• Stored data entries:
============================================================

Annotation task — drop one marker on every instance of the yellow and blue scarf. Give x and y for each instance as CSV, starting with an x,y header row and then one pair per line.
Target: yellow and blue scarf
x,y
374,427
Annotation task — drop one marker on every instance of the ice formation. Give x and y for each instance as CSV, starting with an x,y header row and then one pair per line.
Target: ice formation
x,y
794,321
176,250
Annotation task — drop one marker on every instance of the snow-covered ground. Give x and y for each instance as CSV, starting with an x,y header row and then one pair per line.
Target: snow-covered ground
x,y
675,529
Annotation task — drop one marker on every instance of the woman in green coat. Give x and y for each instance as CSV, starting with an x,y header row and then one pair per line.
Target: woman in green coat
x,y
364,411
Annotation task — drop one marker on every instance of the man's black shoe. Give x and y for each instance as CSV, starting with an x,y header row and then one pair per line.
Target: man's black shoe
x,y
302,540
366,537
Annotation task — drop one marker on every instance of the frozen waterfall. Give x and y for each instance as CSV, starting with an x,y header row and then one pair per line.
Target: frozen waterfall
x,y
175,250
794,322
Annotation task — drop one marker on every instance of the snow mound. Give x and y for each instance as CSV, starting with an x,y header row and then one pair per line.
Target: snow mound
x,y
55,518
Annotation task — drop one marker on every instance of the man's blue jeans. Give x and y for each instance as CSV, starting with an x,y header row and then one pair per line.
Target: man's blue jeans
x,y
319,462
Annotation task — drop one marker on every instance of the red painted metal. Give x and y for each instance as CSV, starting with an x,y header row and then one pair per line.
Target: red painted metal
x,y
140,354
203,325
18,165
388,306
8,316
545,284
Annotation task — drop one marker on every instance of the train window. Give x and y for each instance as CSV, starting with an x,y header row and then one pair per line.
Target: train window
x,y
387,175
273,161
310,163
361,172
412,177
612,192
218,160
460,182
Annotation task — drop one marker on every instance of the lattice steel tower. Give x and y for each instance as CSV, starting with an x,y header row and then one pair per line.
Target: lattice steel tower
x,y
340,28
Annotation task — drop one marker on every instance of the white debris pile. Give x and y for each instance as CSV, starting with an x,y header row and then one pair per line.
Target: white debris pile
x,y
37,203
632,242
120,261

============================================================

• Problem statement:
Precisely reproduce the lines of the entries, beginning at the first and ending at the one containing "the ice formation.". Add nothing.

• Task response:
Annotation task — drop one marker on every instance of the yellow and blue scarf. Give x and y for each instance as CSV, starting with an x,y header row and then one pair per line.
Target: yellow and blue scarf
x,y
374,427
Annotation task — drop one marker on every instance of the ice formation. Give x and y for each instance as CSV, starting with an x,y header row and then one pair per line.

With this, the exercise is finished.